WRITTEN TASK
Repeat the listing in full, word for word.

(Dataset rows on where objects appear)

━━━━━━━━━━━━━━━━

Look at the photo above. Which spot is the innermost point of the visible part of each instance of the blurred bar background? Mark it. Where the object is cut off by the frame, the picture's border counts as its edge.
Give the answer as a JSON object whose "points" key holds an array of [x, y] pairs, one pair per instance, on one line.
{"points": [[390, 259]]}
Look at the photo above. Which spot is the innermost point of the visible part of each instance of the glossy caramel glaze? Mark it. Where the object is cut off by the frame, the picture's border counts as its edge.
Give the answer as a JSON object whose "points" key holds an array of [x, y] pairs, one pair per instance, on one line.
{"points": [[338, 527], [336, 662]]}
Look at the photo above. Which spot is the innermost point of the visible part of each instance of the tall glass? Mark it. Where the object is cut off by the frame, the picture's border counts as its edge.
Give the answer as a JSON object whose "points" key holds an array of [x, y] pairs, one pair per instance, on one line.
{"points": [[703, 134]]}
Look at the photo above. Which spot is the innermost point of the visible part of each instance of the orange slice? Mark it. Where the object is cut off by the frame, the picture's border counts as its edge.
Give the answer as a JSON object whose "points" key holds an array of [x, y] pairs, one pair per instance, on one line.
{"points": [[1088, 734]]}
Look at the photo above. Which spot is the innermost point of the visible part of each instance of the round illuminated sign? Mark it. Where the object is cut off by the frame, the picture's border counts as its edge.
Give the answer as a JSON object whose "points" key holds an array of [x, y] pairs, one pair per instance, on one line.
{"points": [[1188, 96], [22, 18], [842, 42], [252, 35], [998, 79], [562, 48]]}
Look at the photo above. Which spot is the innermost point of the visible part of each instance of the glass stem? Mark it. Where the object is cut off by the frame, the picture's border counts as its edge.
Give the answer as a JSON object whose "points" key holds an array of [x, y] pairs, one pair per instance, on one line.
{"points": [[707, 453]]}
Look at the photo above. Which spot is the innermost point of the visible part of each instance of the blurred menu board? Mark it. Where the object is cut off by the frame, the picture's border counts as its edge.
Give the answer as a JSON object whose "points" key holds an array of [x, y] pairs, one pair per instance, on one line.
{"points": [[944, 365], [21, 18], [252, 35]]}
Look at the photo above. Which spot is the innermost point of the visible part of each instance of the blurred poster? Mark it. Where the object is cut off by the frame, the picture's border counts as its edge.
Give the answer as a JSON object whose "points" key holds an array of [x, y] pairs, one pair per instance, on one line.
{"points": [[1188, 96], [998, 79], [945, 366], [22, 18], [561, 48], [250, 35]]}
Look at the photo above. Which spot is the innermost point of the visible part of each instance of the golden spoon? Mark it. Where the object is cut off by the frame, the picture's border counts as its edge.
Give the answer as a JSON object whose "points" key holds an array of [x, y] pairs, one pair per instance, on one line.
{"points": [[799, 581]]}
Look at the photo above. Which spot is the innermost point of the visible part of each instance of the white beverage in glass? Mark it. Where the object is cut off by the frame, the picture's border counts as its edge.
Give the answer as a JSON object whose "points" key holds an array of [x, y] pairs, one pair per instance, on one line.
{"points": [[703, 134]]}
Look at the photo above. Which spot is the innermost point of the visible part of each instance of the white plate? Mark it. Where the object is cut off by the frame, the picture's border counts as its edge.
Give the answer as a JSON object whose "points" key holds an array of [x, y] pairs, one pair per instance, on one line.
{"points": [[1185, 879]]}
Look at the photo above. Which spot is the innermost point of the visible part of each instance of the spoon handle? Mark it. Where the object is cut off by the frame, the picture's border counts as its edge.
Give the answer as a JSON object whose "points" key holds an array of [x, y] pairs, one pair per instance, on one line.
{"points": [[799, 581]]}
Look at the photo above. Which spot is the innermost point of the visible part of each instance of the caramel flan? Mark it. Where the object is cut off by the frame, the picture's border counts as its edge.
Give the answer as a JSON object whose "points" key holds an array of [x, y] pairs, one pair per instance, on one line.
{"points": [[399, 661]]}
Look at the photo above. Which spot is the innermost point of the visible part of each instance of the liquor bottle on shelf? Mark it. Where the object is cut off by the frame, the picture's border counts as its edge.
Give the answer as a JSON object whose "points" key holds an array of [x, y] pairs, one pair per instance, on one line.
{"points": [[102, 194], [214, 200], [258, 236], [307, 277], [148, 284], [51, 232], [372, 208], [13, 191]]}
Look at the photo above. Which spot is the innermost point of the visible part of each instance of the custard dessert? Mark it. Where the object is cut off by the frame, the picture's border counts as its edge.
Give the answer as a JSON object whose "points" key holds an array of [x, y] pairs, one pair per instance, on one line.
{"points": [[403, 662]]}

━━━━━━━━━━━━━━━━

FINAL RESULT
Look at the photo above. Which spot is the innermost point of the visible part of each instance of the blurred bar background? Mark it. Where the object is cut off by the frame, the picture's border counts as its edge.
Give the answer as a JSON object whose "points" key holds an array of [x, y] pairs, one pair per instance, on one line.
{"points": [[390, 259]]}
Look at the photo above. Which spot is the innermost point of the visible part of each instance of the glossy caramel glaze? Mark it. Where the object is cut off by the frame, the picture's border counts as its edge.
Give the answer as a JSON object whose "points" key holds an array of [x, y] pairs, one pair per instance, on one line.
{"points": [[338, 527], [336, 662]]}
Look at the photo above. Which spot is the innermost point of the visible part of each instance of the tall glass? Mark it. Where the object is cut off by the frame, the picture's border counts as its edge.
Give the answer as a JSON object whose "points" key holds an array of [x, y] pairs, one pair per instance, on one line.
{"points": [[703, 134]]}
Look at the photo above. Which spot is the innermost point of the visible part of each instance of the orange slice? Mark it. Where the object is cut off by the frame, the picture's border counts as its edge.
Give the answer as a JSON object whose "points" key holds an array of [x, y] pairs, one pair per instance, on one line.
{"points": [[1088, 734]]}
Look at the photo above. Which spot is the innermost point of the visible part of each instance of the round illuminated sign? Mark it. Where the object is cut off by the frame, the picture's border counts as its edge.
Give the answer as a JSON object whose "points" key holds an array of [x, y] pairs, one pair per instance, on one line.
{"points": [[1188, 96], [22, 18], [842, 42], [252, 35], [998, 79], [562, 48]]}
Look at the photo above. Which spot is the innermost point of the visible part of each instance of the glass stem? Mark it. Where the object is cut off by the frame, the picture's border counts as its edge.
Give the answer as a JSON object whose "points" key holds an array of [x, y] pairs, one pair per instance, on one line.
{"points": [[707, 453]]}
Look at the photo above. Which spot is the innermost point of the visible part of each instance of the blurred menu board? Mark it. Where the object is cut off by the frame, the picture's border counts as its edge.
Give the answer as a JSON object whose "points" key holds an array of [x, y] pairs, one pair per instance, on one line.
{"points": [[944, 365], [21, 18], [252, 35]]}
Look at the photo above. Which spot is the innermost point of the visible part of each instance of the blurred poster? Mark it. Where the object is cut off by the frame, the picture's border counts as its edge.
Give the answer as a JSON object whose "points" key holds an array of [x, y] pairs, one pair per instance, on one line.
{"points": [[1188, 96], [998, 79], [945, 366], [22, 18], [561, 48], [250, 35]]}
Look at the photo above. Which spot is the innermost point of the visible part of each instance of the golden spoon? Mark it. Where the object is cut off by the frame, the picture's border counts as its edge.
Give the answer as a JSON object whose "points" key holds an array of [x, y] pairs, one pair per instance, on one line.
{"points": [[799, 581]]}
Look at the photo above. Which spot is the innermost point of the visible part of each instance of the white beverage in glass? Mark it. Where the object is cut off by the frame, the picture's border counts as its edge.
Give the answer as a JSON object whose "points" key holds an array of [x, y] pairs, one pair per instance, on one line.
{"points": [[703, 134]]}
Look at the photo above. Which spot is the innermost point of the visible part of each instance of the white plate? Mark it. Where the object is cut off by the frame, the picture's border counts as its edge.
Give the answer as a JSON object whose "points" key holds an array of [x, y] pairs, one pair per instance, on one line.
{"points": [[1185, 879]]}
Look at the photo above. Which spot is the innermost point of the visible part of each instance of the spoon handle? Mark it. Where the object is cut off by the frame, the picture's border counts as its edge.
Give the answer as a JSON object whose "points" key holds an array of [x, y] pairs, one pair per instance, on one line.
{"points": [[799, 581]]}
Look at the photo above. Which spot is the innermost point of the visible part of each instance of the caramel flan? Mark it. Where the object is cut off by the frame, the picture's border counts as its edge.
Give the answer as a JSON object whose "points" key holds an array of [x, y] pairs, one pair per instance, on one line.
{"points": [[399, 661]]}
Look at the photo above. Which spot is the innermost point of the visible part of each instance of the liquor bottle on shelf? Mark it. Where the object is cut off by the frame, the picture's border counts as its edge.
Give the answer as a JSON object whose "points" key holds an array of [x, y] pairs, one pair per instance, on one line.
{"points": [[102, 194], [214, 200], [258, 236], [307, 277], [148, 284], [51, 232], [372, 208], [13, 191]]}
Look at the photo above. Which spot is the innermost point of the visible part of each instance of the custard dessert? Mark it. Where the object is cut off by the frame, the picture's border counts as its edge.
Give the answer as a JSON object whose "points" key holds an array of [x, y] pairs, one pair per instance, on one line.
{"points": [[403, 662]]}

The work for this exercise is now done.